_Task prompt_
Turn the data below into a numbered list, one line per entry, with blank lines and the pictures left out.

_Entries_
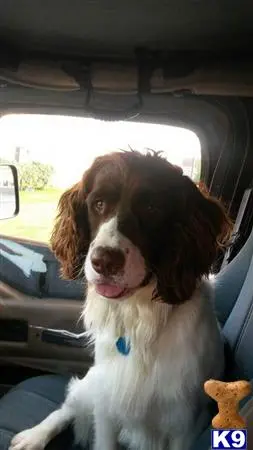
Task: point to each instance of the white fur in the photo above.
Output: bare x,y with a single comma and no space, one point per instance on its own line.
134,270
150,399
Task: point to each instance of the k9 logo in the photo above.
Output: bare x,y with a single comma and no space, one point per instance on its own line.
227,439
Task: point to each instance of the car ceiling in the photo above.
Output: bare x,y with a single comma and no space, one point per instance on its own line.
194,42
116,28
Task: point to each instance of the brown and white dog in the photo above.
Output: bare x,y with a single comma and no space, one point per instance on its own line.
145,237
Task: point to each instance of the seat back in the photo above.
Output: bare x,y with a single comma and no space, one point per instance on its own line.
234,304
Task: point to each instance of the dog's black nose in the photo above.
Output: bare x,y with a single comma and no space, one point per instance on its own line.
107,260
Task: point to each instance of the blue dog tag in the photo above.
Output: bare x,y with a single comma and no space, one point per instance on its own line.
123,346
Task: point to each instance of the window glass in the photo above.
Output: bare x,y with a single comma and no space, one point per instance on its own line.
52,152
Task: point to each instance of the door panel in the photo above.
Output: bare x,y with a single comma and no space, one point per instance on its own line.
40,314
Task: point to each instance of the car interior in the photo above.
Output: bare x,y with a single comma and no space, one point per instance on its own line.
179,63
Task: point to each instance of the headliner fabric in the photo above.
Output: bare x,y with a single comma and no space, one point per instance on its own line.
112,27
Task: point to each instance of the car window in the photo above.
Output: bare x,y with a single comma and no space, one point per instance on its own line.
51,153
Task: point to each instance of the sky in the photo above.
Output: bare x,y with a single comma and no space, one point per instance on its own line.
70,144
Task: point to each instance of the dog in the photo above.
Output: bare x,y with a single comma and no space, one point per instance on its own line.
145,237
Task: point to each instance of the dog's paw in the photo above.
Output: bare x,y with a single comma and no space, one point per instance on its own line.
31,439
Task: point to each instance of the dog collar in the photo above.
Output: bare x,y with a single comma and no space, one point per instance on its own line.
123,346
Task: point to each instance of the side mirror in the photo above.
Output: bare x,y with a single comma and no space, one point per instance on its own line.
9,194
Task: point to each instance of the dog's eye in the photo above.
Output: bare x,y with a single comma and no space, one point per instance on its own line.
99,206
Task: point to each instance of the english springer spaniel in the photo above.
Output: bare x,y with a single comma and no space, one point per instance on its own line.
145,237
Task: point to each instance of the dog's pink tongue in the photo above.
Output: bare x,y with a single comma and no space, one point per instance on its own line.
109,290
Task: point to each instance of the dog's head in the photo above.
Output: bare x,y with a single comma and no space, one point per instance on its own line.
132,218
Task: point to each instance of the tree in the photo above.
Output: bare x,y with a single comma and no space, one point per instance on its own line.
34,175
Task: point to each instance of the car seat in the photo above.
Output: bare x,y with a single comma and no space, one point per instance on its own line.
32,400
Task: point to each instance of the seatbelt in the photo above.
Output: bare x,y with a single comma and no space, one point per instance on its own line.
242,227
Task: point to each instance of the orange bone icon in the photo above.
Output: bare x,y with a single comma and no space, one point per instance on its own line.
228,396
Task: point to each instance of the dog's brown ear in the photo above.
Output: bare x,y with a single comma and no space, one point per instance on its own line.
71,236
195,239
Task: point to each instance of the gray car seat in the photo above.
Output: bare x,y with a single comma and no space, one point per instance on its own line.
31,401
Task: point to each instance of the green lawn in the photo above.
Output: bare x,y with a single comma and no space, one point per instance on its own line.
36,216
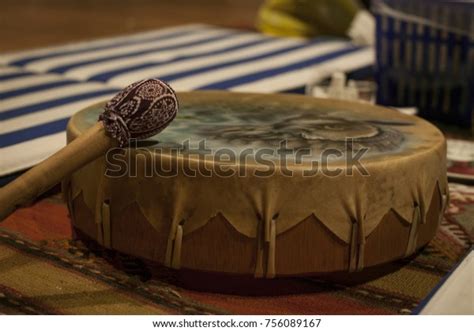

_Task result_
1. Task: point to each instance of the white fur in the photo above.
2. Output: bare x,y with a single comma and no space, one point per instance on its own line.
3. 134,270
4. 150,399
5. Task: point to each instance of the k9 logo in the photo above.
6. Output: bare x,y with a single comma and no space, one point per instance on its own line.
7. 227,439
8. Task: point to each instance of the car ceiling in the photo above.
9. Output: bare x,y with a single comma and no space, one point per instance on its own line.
10. 194,42
11. 116,28
12. Task: point to each instance of the brown and white dog in the photo above.
13. Output: bare x,y with a single comma and no space, one point per instance on its own line.
14. 145,237
15. Task: point to each instance of the seat back in the photo above.
16. Output: bare x,y with a single comma and no space, one point per instance on its own line.
17. 234,304
18. Task: point to each instance of the dog's black nose in the photo above.
19. Output: bare x,y with a single comma and no space, one point per instance on its own line.
20. 107,260
21. Task: point to each instance of the blue dog tag in the photo above.
22. Output: bare x,y with a single comma and no space, one point per instance on its own line.
23. 123,346
24. Task: point to each instance of the window glass in the photo above.
25. Output: bare x,y with a single comma and no space, one point per instance on its own line.
26. 52,152
27. Task: point to each instance of the door panel in the photo above.
28. Output: bare x,y with a single comma and no space, one point per instance on its own line.
29. 40,314
30. Task: point to each instance of the car interior in the photo above.
31. Output: bare x,y with a single comma and no space, one point per instance on its own line.
32. 179,63
33. Task: point to each instance of the headliner fabric in the photo above.
34. Output: bare x,y with a single comma and no space, one point per instance on its own line.
35. 112,27
36. Task: point to each instance of the car window in the photo above.
37. Output: bare x,y with a single comma and no space, one point per instance on its own line.
38. 51,153
39. Task: point to each instance of the sky in the photo above.
40. Output: bare x,y with a single comma and no space, one point per instance on its own line.
41. 70,144
42. Task: point to each instance of the dog in the photo above.
43. Output: bare x,y with a single comma and no space, one point per instance on its own line.
44. 145,237
45. Task: point to each instance of the dog's paw in the photo above.
46. Output: bare x,y with a single comma and no space, one point per instance on its own line.
47. 31,439
48. Task: point to each instance of the dog collar in the photo above.
49. Output: bare x,y with a single comma and no space, one point per instance on its own line.
50. 123,346
51. Task: point to each instance of the side mirror in the photo above.
52. Output: bare x,y with a single comma and no space, one point per instance on its own line.
53. 9,194
54. Task: point to each instance of the dog's eye in the photo above.
55. Output: bare x,y with a single comma and no space, one point per instance on its own line.
56. 99,206
57. Task: point to each instance of the english springer spaniel in the photo above.
58. Output: bare x,y with a single comma and no space, one point per instance on its own line.
59. 145,237
60. Task: point to each instance of the dog's pink tongue in the photo above.
61. Output: bare x,y with a single comma and no space, one point per instance on its own line.
62. 109,290
63. Task: point to each instance of the dog's head in the photo above.
64. Output: bare x,y with a single comma and no space, one point per instance on its own line.
65. 132,218
66. Task: point to each instance of the tree in the photo above.
67. Output: bare x,y with a single comma and no space, one point per instance on its own line.
68. 34,175
69. Task: point to each instance of the car seat in the photo above.
70. Output: bare x,y with a single comma and no space, one point per instance on its own line.
71. 32,400
72. Task: point to each instance of the seatbelt in the photo above.
73. Output: bare x,y with a single comma and no space, one point per instance on its own line.
74. 242,227
75. Task: point to each instance of the orange bone icon in the photo above.
76. Output: bare x,y with a single comma and no space, one point per instance on its own line.
77. 228,396
78. Task: point to each instance of the dog's brown ear in the photo above.
79. Output: bare x,y with a single comma and no space, one point per instance on its own line.
80. 71,236
81. 195,239
82. Task: point to each instance of the gray car seat in the photo above.
83. Output: bare x,y with a single comma and no space, one point per instance on its own line.
84. 31,401
85. Task: point to each instance of the green lawn in the photo above.
86. Output: bare x,y with a single comma and no space, one point per instance on its own line.
87. 36,216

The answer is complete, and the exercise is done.